----- Leestekst -----

ECLI:NL:RBDHA:2023:3812
Rechtbank Den Haag
- Eerste aanleg - enkelvoudig
- Rechtspraak.nl
Asielaanvraag en Dublinverordening: Verantwoordelijkheid van Zweden voor behandeling van asielverzoek
In deze zaak heeft de Rechtbank Den Haag op 14 maart 2023 uitspraak gedaan in een asielprocedure waarbij de eiser, vertegenwoordigd door mr. B.W.M. Toemen, een verblijfsvergunning asiel voor bepaalde tijd had aangevraagd. De Staatssecretaris van Justitie en Veiligheid, vertegenwoordigd door mr. M. Talsma, heeft de aanvraag niet in behandeling genomen, omdat Zweden verantwoordelijk zou zijn voor de behandeling van het asielverzoek op basis van de Dublinverordening. Eiser heeft hiertegen beroep ingesteld.
De rechtbank heeft vastgesteld dat de aanvraag van eiser op 4 juli 2022 is ingediend en dat het claimverzoek aan Zweden op 22 september 2022 is verstuurd. De rechtbank oordeelt dat het verzoek om terugname tijdig is gedaan, aangezien dit binnen de drie maanden na de indiening van het asielverzoek is gebeurd. Eiser heeft aangevoerd dat de termijn voor het indienen van het verzoek om terugname is overschreden, maar de rechtbank heeft dit verworpen. De rechtbank concludeert dat de Zweedse autoriteiten het claimverzoek hebben geaccepteerd en dat er voldoende bewijs was dat Nederland en Zweden dezelfde persoon voor zich hadden.
De rechtbank heeft het beroep van eiser ongegrond verklaard, wat betekent dat de asielaanvraag niet in behandeling hoeft te worden genomen en dat eiser kan worden overgedragen aan Zweden. De rechtbank heeft geen aanleiding gezien voor een proceskostenveroordeling. De uitspraak is openbaar gemaakt op 14 maart 2023 en er kan binnen één week hoger beroep worden ingesteld bij de Afdeling bestuursrechtspraak van de Raad van State.

----- Bronmateriaal -----

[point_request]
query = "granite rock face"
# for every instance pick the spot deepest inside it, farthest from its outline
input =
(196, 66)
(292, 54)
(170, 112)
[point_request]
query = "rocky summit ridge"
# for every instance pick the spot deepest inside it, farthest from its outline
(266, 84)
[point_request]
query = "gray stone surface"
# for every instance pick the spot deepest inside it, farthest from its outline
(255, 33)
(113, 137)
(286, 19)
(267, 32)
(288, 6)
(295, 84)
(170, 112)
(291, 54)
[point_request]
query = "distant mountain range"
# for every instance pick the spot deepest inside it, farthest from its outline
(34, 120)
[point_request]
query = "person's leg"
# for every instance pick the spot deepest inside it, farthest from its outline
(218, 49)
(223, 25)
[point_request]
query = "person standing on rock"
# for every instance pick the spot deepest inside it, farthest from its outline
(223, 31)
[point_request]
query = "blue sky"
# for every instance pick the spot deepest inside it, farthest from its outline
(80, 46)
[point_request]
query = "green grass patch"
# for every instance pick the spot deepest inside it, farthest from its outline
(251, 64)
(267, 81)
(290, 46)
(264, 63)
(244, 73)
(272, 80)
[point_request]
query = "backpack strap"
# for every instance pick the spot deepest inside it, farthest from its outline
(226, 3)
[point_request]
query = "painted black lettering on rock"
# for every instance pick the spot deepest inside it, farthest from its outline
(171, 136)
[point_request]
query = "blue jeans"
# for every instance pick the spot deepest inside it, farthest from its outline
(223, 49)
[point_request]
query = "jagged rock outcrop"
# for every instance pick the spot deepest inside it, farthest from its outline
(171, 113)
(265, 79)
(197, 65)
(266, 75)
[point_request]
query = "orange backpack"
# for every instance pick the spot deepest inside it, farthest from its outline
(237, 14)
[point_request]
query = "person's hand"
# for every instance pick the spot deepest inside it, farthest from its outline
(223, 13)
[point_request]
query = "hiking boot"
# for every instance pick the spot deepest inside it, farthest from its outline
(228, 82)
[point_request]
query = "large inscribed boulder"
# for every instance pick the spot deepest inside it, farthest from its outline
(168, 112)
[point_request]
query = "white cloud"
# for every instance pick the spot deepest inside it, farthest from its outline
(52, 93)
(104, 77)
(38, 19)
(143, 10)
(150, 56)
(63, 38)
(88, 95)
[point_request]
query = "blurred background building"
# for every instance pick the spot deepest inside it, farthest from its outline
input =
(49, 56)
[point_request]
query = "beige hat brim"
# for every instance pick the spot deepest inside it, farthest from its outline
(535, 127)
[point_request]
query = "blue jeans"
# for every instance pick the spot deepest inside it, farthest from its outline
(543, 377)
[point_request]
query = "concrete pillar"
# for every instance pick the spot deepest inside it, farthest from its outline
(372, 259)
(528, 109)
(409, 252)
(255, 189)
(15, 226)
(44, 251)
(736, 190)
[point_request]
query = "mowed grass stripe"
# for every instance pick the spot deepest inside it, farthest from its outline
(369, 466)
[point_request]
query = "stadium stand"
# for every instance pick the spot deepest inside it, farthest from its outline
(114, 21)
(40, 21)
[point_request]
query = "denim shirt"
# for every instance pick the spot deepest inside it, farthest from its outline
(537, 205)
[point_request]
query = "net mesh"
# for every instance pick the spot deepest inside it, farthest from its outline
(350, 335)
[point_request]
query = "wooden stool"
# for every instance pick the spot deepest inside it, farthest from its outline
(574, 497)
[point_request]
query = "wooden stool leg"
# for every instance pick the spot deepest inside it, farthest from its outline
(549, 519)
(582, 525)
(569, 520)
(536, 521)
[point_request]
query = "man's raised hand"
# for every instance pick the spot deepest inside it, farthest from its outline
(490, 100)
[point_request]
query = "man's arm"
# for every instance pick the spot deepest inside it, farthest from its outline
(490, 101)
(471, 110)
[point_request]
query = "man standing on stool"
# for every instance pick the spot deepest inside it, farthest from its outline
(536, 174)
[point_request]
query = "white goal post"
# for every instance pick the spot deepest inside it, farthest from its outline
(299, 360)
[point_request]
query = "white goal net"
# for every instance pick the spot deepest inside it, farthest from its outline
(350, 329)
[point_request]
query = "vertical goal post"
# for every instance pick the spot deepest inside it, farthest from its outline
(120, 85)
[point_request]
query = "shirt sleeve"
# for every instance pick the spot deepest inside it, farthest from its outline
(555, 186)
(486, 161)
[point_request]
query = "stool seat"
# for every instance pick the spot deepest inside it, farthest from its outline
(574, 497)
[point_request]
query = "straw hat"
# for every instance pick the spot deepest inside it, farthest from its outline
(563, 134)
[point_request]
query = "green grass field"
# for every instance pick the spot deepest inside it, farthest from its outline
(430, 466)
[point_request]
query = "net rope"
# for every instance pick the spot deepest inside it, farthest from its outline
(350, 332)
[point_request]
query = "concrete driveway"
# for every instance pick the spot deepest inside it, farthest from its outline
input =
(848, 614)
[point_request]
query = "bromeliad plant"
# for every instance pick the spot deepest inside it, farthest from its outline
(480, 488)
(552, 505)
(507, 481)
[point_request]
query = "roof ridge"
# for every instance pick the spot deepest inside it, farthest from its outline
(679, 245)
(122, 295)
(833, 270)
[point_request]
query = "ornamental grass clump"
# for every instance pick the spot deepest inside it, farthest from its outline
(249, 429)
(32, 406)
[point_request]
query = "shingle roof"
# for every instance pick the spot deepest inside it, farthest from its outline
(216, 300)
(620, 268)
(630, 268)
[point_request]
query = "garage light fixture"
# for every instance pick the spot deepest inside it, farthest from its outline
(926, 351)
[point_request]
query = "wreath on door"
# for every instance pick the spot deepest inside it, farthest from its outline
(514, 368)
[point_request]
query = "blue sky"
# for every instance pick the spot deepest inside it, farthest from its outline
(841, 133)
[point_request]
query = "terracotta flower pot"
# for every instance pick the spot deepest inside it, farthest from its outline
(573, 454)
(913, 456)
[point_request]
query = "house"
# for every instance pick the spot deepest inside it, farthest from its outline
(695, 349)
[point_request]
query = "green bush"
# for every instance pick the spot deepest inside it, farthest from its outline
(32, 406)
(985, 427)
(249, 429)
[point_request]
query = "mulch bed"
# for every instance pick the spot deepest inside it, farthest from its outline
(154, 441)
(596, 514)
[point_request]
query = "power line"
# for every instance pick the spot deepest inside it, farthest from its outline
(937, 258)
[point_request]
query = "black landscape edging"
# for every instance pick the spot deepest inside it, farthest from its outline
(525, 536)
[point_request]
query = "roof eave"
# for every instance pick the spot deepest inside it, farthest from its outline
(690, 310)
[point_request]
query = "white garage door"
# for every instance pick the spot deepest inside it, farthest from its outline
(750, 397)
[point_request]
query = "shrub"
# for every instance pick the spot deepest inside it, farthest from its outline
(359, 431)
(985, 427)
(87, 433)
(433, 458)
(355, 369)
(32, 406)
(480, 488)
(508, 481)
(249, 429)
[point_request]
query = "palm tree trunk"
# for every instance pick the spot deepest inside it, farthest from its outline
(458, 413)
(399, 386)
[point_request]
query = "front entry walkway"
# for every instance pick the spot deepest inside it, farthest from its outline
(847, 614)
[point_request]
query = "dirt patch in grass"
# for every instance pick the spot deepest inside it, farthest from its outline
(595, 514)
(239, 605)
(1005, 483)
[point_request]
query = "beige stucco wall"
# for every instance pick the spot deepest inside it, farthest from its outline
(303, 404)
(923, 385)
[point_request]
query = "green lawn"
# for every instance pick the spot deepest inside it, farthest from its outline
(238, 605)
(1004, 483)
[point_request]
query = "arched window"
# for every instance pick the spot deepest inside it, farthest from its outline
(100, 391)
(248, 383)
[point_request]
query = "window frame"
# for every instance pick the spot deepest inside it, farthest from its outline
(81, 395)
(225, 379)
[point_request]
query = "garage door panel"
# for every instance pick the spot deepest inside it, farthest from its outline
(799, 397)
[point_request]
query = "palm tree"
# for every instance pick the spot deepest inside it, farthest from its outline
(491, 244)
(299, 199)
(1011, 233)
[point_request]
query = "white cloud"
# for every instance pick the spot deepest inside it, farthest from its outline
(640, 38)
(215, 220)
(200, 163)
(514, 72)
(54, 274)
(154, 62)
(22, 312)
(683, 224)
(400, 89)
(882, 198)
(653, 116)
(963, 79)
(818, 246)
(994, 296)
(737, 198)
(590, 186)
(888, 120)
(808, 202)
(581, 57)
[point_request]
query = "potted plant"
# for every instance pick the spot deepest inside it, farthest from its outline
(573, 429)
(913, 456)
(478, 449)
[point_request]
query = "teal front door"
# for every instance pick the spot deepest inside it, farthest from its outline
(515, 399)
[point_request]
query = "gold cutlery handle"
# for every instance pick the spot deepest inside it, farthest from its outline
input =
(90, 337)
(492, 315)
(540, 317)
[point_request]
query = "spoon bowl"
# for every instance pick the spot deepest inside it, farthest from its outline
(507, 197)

-----

Opdrachten:
1 > Beantwoord de volgende vragen over de leestekst.
(a) Op welke datum heeft eiser de aanvraag ingediend?
(b) Welk land zou volgens de Staatssecretaris verantwoordelijk zijn voor de behandeling van het asielverzoek?
(c) Binnen welke termijn en bij welke instantie kan hoger beroep worden ingesteld?
2 > Geef letterlijk het gedeelte van de leestekst weer dat begint bij "De rechtbank heeft vastgesteld" en eindigt bij "voor zich hadden.".

Antwoorden per opdracht:
1 >
(a) Op 4 juli 2022.
(b) Zweden.
(c) Binnen één week, bij de Afdeling bestuursrechtspraak van de Raad van State.

2 >
De rechtbank heeft vastgesteld dat de aanvraag van eiser op 4 juli 2022 is ingediend en dat het claimverzoek aan Zweden op 22 september 2022 is verstuurd. De rechtbank oordeelt dat het verzoek om terugname tijdig is gedaan, aangezien dit binnen de drie maanden na de indiening van het asielverzoek is gebeurd. Eiser heeft aangevoerd dat de termijn voor het indienen van het verzoek om terugname is overschreden, maar de rechtbank heeft dit verworpen. De rechtbank concludeert dat de Zweedse autoriteiten het claimverzoek hebben geaccepteerd en dat er voldoende bewijs was dat Nederland en Zweden dezelfde persoon voor zich hadden.